▶ **Short task**: Write out the full listing again, exactly as it stands.

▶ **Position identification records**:
——————

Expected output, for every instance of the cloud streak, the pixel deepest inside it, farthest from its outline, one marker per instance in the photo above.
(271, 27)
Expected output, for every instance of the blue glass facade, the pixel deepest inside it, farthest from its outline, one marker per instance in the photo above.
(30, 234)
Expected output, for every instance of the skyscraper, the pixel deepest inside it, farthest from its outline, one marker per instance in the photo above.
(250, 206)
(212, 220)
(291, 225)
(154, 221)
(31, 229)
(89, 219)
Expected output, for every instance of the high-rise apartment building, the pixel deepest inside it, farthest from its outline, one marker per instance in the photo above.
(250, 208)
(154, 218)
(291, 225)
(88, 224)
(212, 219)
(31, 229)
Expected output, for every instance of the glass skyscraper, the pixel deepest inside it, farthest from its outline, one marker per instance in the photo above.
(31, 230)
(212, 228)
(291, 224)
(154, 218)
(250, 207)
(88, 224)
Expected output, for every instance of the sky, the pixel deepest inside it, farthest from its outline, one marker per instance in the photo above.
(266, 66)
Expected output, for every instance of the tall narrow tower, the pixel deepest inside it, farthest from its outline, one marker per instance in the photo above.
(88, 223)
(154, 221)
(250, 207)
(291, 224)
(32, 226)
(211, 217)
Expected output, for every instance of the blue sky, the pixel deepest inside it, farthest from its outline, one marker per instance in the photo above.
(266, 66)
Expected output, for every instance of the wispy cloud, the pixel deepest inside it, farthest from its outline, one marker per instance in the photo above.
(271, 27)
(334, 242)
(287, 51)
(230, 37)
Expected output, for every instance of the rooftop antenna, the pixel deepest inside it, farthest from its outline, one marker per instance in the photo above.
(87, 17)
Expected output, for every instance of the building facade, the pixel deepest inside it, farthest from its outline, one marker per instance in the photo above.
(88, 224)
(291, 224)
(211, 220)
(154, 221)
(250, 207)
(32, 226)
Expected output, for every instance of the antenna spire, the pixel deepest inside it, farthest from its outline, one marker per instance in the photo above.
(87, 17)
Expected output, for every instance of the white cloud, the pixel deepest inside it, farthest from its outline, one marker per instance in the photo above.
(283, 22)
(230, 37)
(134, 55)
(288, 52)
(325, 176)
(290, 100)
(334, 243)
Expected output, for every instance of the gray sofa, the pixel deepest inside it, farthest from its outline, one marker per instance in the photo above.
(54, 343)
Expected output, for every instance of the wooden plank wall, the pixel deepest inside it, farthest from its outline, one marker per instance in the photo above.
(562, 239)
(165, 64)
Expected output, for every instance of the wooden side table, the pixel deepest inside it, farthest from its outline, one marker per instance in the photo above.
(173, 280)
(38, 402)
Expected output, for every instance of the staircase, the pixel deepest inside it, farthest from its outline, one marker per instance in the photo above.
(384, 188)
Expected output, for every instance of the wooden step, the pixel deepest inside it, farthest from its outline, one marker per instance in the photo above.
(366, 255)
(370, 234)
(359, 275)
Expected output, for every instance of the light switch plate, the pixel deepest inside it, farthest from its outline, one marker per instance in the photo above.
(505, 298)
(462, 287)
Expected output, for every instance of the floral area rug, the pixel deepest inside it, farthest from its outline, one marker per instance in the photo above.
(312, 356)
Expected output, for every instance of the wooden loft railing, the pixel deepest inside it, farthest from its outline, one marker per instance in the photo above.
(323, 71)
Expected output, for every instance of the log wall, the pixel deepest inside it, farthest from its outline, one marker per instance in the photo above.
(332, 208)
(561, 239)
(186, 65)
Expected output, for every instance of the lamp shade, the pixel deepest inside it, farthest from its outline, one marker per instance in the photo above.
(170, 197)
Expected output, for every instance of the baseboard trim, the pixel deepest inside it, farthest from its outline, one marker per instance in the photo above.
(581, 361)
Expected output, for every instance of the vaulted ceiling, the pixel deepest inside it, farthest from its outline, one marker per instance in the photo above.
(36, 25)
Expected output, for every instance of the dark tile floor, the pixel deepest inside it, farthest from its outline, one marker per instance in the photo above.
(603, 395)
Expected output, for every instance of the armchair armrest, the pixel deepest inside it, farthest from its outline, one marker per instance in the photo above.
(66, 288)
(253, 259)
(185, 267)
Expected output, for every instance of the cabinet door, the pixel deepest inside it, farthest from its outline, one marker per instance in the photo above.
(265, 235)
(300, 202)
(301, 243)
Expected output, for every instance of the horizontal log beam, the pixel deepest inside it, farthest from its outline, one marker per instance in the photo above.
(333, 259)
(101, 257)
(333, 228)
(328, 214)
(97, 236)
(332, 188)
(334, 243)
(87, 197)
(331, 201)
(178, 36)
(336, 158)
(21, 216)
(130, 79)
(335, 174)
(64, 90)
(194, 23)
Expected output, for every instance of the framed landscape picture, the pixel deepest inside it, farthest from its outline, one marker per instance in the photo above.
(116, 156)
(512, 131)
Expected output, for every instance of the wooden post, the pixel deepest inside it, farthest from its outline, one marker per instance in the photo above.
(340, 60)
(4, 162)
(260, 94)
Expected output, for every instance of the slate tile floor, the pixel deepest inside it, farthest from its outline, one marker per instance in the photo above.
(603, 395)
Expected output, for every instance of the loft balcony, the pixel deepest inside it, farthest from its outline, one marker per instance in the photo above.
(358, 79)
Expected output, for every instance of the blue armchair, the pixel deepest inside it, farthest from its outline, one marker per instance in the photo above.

——————

▶ **Exercise result**:
Expected output, for every instance of the cloud streak, the pixel deepest inside it, farthest from its outline, one marker per instance in the photo above.
(271, 27)
Expected output, for every instance of the blue glass facade, the pixel deepest inside it, farthest from its outline, one marker per instance in the photo above.
(30, 234)
Expected output, for every instance of the skyscraper, the pixel deepest inside it, farthest from its outline, one marker per instance in the photo above.
(250, 206)
(212, 220)
(291, 225)
(154, 221)
(31, 229)
(89, 219)
Expected output, for every instance of the high-rise apartment building, the pixel deepest inside it, farthest from its outline, one marker per instance in the photo above.
(250, 208)
(154, 218)
(291, 225)
(88, 224)
(212, 219)
(31, 229)
Expected output, for every instance of the glass skyscraper, the pixel deepest inside it, farthest from its outline, one marker per instance in the photo above.
(31, 230)
(212, 228)
(291, 224)
(154, 218)
(250, 207)
(88, 224)
Expected output, for every instance of the sky, the pixel deepest inside it, farthest from its outline, one marker per instance in the photo above.
(266, 66)
Expected output, for every instance of the tall narrow tower, the pixel deepest inside it, farthest from its outline, one marker per instance in the photo above.
(88, 223)
(154, 221)
(250, 207)
(291, 224)
(32, 226)
(211, 217)
Expected output, for every instance of the blue sky, the pixel deepest inside it, farthest from its outline, one marker per instance in the photo above.
(266, 66)
Expected output, for every instance of the wispy cloud, the pixel deepest inside it, farthest from its outline, one marker per instance in the photo above.
(271, 27)
(334, 242)
(287, 51)
(230, 37)
Expected output, for every instance of the rooftop antenna, the pixel deepest inside it, farthest from its outline, one marker per instance in the photo above.
(87, 17)
Expected output, for every instance of the building facade, the pixel deepest inside it, farthest from its outline, one marker per instance in the photo above.
(88, 224)
(291, 224)
(211, 220)
(154, 221)
(250, 207)
(32, 226)
Expected output, for every instance of the antenna spire, the pixel deepest inside it, farthest from its outline, one marker per instance in the photo above.
(87, 17)
Expected output, for every instance of the white cloud, the pixel deepest inside it, farthest from its outline, one marker per instance in the photo above.
(283, 22)
(230, 37)
(134, 55)
(288, 52)
(325, 176)
(290, 100)
(334, 243)
Expected output, for every instance of the gray sofa, the pixel deepest inside it, farthest from its outline, one marker per instance in the photo above.
(54, 343)
Expected output, for every instance of the wooden plank wall, the pixel deepest inside it, farthest from its outline, one marker per instance in the photo above.
(562, 239)
(165, 64)
Expected output, for every instance of the wooden side table, the pixel deepest inside it, farthest from its outline, one marker per instance in the photo above.
(173, 280)
(38, 402)
Expected output, for every instance of the staircase, the pixel deepest inside it, farthest from its outline, one marker per instance in the photo above.
(384, 188)
Expected output, for every instance of the wooden step, the pixel deepest inside it, farthest from its outline, one marker per instance in the photo above.
(366, 255)
(370, 234)
(359, 275)
Expected output, for every instance of the light switch plate, the pixel deepest inside it, farthest from its outline, one marker per instance in the photo above.
(505, 298)
(462, 287)
Expected output, for every instance of the floral area rug, the pixel deepest inside it, farthest from its outline, one marker per instance in the photo above.
(312, 356)
Expected output, for every instance of the wooden loft railing, the pixel deepest inside it, farthest from its outline, one marker per instance in the photo above.
(323, 71)
Expected output, for every instance of the log wall, the pixel deepest inside it, farthest from its outline, one marker per instance in the photo above.
(332, 208)
(561, 239)
(186, 65)
Expected output, for every instance of the lamp shade, the pixel deepest inside it, farthest from its outline, one marker per instance in the photo above.
(170, 197)
Expected output, for every instance of the baseboard trim, the pixel deepest inside it, farthest from its outline, one marker per instance in the photo above.
(581, 361)
Expected output, for every instance of the vaulted ceiling, the pixel deepest inside it, farthest from its outline, one marker per instance in the photo above.
(36, 25)
Expected output, for every instance of the dark tile floor, the pixel deepest inside it, farthest from its outline, one marker per instance in the photo above.
(603, 395)
Expected output, for every instance of the armchair armrest, the pixel deepest inside it, farthest from its outline, one marker per instance in the photo above.
(66, 288)
(253, 259)
(185, 267)
Expected output, for every instance of the cabinet door, the pixel deepest inside it, farthest from its outline, one marker per instance in the photo above.
(265, 235)
(300, 202)
(301, 243)
Expected output, for every instance of the horizontal log beam, the pixel deepest inside it, farthest from its outline, one marker per instance in the photo above.
(333, 259)
(101, 257)
(333, 228)
(328, 214)
(97, 236)
(332, 188)
(334, 243)
(87, 197)
(331, 201)
(178, 36)
(336, 158)
(21, 216)
(130, 79)
(335, 174)
(64, 90)
(194, 23)
Expected output, for every instance of the framed landscape picture, the pixel deepest inside it, farthest from its outline, one marker per instance in the photo above.
(116, 156)
(512, 131)
Expected output, for every instance of the wooden post, the pixel deepest inside it, farthest from its outline, one marker per instance in the photo above.
(340, 60)
(4, 162)
(260, 94)
Expected output, for every instance of the slate tile floor, the pixel deepest inside it, farthest from its outline, one marker per instance in the photo above.
(603, 395)
Expected output, for every instance of the loft balcony, the pixel deepest inside it, farthest from its outline, one marker per instance in the photo above.
(358, 79)
Expected output, for every instance of the blue armchair, the pixel deepest inside it, farthest from its outline, one marker per instance in the photo above.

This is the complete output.